◆ TRECHO DO DOCUMENTO:
____________________

Baixar versão em PDF Campinas, 23 de setembro de 2013 a 29 de setembro de 2013 – ANO 2013 – Nº 576

Novo Centro, velhos interesses


São recorrentes os projetos de intervenção urbana em centros históricos deteriorados das metrópoles brasileiras. Em relação à cidade de São Paulo, a questão da revalorização da área central vem sendo discutida desde a década de 1990, embora as ações mais concretas tenham ocorrido nos últimos oito anos, durante as gestões dos prefeitos José Serra e Gilberto Kassab (2005/2012).  As informações desse período sobre despejos de edifícios ocupados por movimentos de moradia, ações policiais envolvendo moradores de rua, trabalhadores informais e ambulantes, e as reações desses grupos, chamaram a atenção do então estudante do curso de geografia da Unicamp Eduardo Augusto Wellendorf Sombini.

Ele procurava entender, além, dessas reações, as motivações do poder público, particularmente da Prefeitura e do Governo do Estado, e dos agentes que defendiam a “revitalização” do Centro antigo. Por ocasião do mestrado, o pesquisador propôs analisar as concepções e os instrumentos que moviam essa proposta, bem como os interesses e motivações dos agentes envolvidos.

Estes elementos constituem o ponto central de sua dissertação de mestrado, orientada pela professora Adriana Maria Bernardes da Silva, do Instituto de Geociências (IG) da Unicamp. No trabalho, o autor recorre à noção de “urbanização corporativa”, desenvolvida por Milton Santos, e aos debates internacionais sobre grandes projetos urbanos e gentrificação para tratar do contexto de revalorização do centro de São Paulo. A gentrificação pode ser entendida como a expulsão de populações com a chegada de grupos de renda mais alta.

A pesquisa apresenta um retrato da configuração territorial da área central nos anos 2000, discute a utilização das “âncoras culturais” como tentativa de alavancar intervenções urbanas e expõe amplamente a trajetória do projeto Nova Luz, bem como a criação da Aliança pelo Centro Histórico, programa da Associação Viva o Centro inspirada no modelo internacional dos Business Improvement Districts.

____________________

◆ REGISTROS FORNECIDOS:
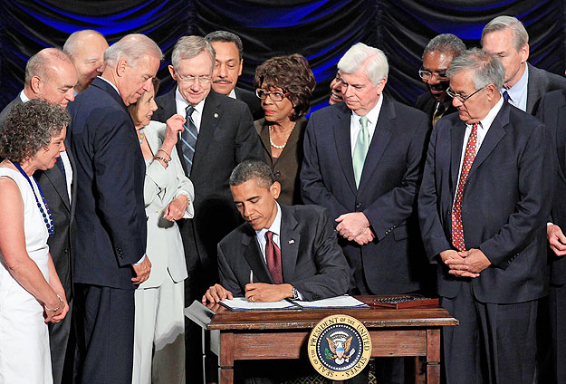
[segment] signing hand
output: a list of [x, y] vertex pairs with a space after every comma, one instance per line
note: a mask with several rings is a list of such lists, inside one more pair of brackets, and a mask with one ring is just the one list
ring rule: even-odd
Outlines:
[[234, 299], [234, 295], [230, 291], [225, 289], [220, 284], [214, 284], [210, 288], [206, 290], [206, 293], [202, 298], [203, 304], [208, 302], [220, 302], [223, 300], [232, 300]]
[[293, 297], [293, 285], [250, 283], [245, 284], [245, 297], [250, 302], [279, 302]]
[[143, 259], [143, 262], [138, 265], [132, 265], [134, 268], [134, 272], [136, 273], [136, 277], [131, 278], [131, 282], [134, 284], [140, 284], [149, 277], [149, 273], [151, 272], [151, 262], [149, 261], [149, 257], [146, 254], [146, 258]]
[[188, 197], [185, 195], [179, 195], [173, 201], [169, 203], [165, 208], [163, 213], [163, 218], [169, 221], [176, 221], [183, 218], [185, 211], [188, 206]]
[[[177, 144], [178, 133], [185, 130], [183, 128], [185, 121], [185, 118], [181, 115], [173, 115], [167, 120], [167, 130], [165, 130], [165, 139], [163, 140], [164, 146], [172, 148]], [[170, 150], [168, 152], [171, 153]]]
[[369, 226], [368, 217], [362, 212], [350, 212], [341, 215], [336, 219], [336, 222], [340, 223], [336, 226], [336, 230], [349, 241], [353, 241]]
[[375, 238], [375, 235], [373, 234], [373, 231], [371, 231], [371, 228], [368, 227], [363, 232], [363, 234], [356, 237], [354, 241], [358, 243], [360, 245], [365, 245], [366, 244], [373, 241], [374, 238]]
[[562, 230], [560, 226], [552, 224], [546, 226], [546, 237], [548, 237], [548, 243], [551, 245], [551, 249], [556, 254], [557, 256], [563, 256], [566, 254], [566, 236], [562, 234]]

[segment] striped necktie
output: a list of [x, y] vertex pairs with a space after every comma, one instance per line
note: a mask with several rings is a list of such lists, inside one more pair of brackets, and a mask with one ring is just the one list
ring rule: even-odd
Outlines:
[[185, 110], [187, 111], [187, 121], [185, 121], [184, 125], [185, 130], [181, 133], [181, 149], [183, 149], [183, 158], [187, 165], [187, 175], [190, 176], [198, 131], [197, 130], [197, 126], [191, 116], [195, 110], [195, 107], [189, 105]]
[[452, 207], [452, 245], [458, 251], [465, 251], [465, 243], [464, 241], [464, 225], [462, 223], [462, 197], [464, 197], [464, 187], [467, 180], [467, 175], [470, 172], [477, 148], [477, 125], [474, 124], [470, 137], [465, 146], [464, 153], [464, 161], [462, 162], [462, 170], [460, 170], [460, 179], [458, 180], [458, 189], [454, 199], [454, 206]]

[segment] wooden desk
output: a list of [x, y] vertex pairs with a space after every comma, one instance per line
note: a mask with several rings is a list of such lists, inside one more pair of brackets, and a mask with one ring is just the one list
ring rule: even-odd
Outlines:
[[[358, 299], [369, 302], [377, 297]], [[195, 302], [185, 309], [185, 315], [203, 329], [203, 336], [205, 331], [210, 333], [209, 348], [218, 356], [220, 384], [234, 381], [235, 360], [305, 357], [312, 329], [335, 313], [353, 316], [366, 326], [371, 335], [371, 357], [426, 356], [427, 382], [440, 383], [440, 327], [458, 324], [444, 308], [236, 312], [219, 304]]]

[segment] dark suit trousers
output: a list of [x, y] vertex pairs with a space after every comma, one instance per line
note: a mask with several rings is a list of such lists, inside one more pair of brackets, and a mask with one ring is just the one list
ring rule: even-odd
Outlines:
[[72, 302], [69, 301], [69, 312], [59, 322], [49, 322], [49, 349], [53, 372], [53, 384], [72, 382], [72, 360], [74, 356], [74, 337], [71, 338], [72, 327]]
[[538, 301], [478, 302], [471, 282], [441, 305], [460, 324], [443, 330], [446, 384], [532, 384]]
[[134, 292], [75, 284], [77, 383], [131, 384]]

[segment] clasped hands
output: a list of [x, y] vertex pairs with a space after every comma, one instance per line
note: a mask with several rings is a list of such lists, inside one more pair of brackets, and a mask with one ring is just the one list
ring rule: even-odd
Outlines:
[[440, 258], [450, 268], [448, 273], [459, 277], [479, 277], [480, 273], [492, 264], [487, 256], [476, 248], [461, 252], [448, 249], [440, 253]]
[[[250, 283], [245, 284], [245, 297], [250, 302], [279, 302], [287, 297], [293, 297], [293, 285], [288, 283], [267, 284], [265, 283]], [[206, 304], [206, 302], [220, 302], [225, 299], [234, 299], [234, 294], [222, 285], [214, 284], [206, 290], [201, 301], [203, 304]]]
[[375, 238], [369, 228], [369, 221], [362, 212], [341, 215], [336, 222], [339, 223], [336, 230], [348, 241], [355, 241], [360, 245], [364, 245]]

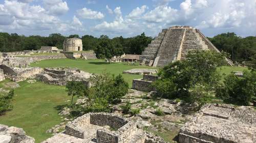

____________________

◆ O QUE SE PEDE:
Escreva a continuação do texto sobre a revalorização do centro de São Paulo, começando logo após a última frase apresentada.

◆ RESULTADO:
O pesquisador lembra que os projetos de refuncionalização e revalorização de áreas centrais se tornaram estratégias de intervenção urbana difundidas internacionalmente e passaram a ser implantados em metrópoles de países periféricos. Essas propostas buscam reverter a desvalorização imobiliária e a migração de atividades econômicas para outras áreas da cidade e atrair moradores, consumidores e usuários de maior poder aquisitivo. São Paulo é um caso exemplar de desdobramento da centralidade urbana, já que a partir das décadas de 1940 e 1950 houve a migração dos moradores de maior poder aquisitivo, do comércio de alta renda e das sedes e escritórios das grandes empresas, que se instalaram na região da Avenida Paulista e, mais tarde, no entorno das avenidas Luís Carlos Berrini e Faria Lima e da Marginal Pinheiros, constituindo o chamado “complexo corporativo metropolitano”.

Esse movimento levou à obsolescência o meio construído do Centro e permitiu a ampliação dos usos populares. Isso não significa, contudo, que o Centro tenha perdido sua dinâmica, embora as atividades econômicas atuais sejam marcadas por menores remunerações em relação às outras áreas de centralidade de São Paulo. Principalmente durante os anos 2000, essa nova dinâmica foi potencializada pela instalação na área de grande parte das secretarias municipais e estaduais, empresas e órgãos públicos; pela abertura de campi de diversas faculdades privadas e pela ampliação do volume de empregos com a instalação de empresas do setor de call center.

Lá permaneceram a Bolsa de Valores, agências bancárias e demais serviços financeiros. Em decorrência, como mostram os dados estatísticos referentes ao período de 2000 a 2010, o número de empregos aumentou significativamente no centro antigo, dinamizando o comércio mais popular. Nesse mesmo período ocorreu também um considerável aumento do número de moradores, que passaram a residir em apartamentos antes desocupados, ou situados em prédios reformados e revendidos por incorporadoras, ou ainda em novas construções. Somem-se a isso as ocupações em construções abandonadas promovidas por movimentos de moradia. 

Com localização privilegiada, provida de sólida infraestrutura e muito bem servida do ponto de vista do transporte público, com destaque para o entroncamento das linhas do metrô paulistano, a área central acabou, no decorrer dos anos, despertando o interesse de políticos, empresários, comerciantes e segmentos da construção civil. Mas, embora tenha havido outras iniciativas anteriores, foi a partir da década de 1990 que surgiu efetivamente um projeto que buscava promover a revalorização da área.  A partir desse projeto de revalorização, consolidam-se nessa década algumas ações políticas que tentaram reverter os processos de deterioração física e popularização dos usos do centro histórico.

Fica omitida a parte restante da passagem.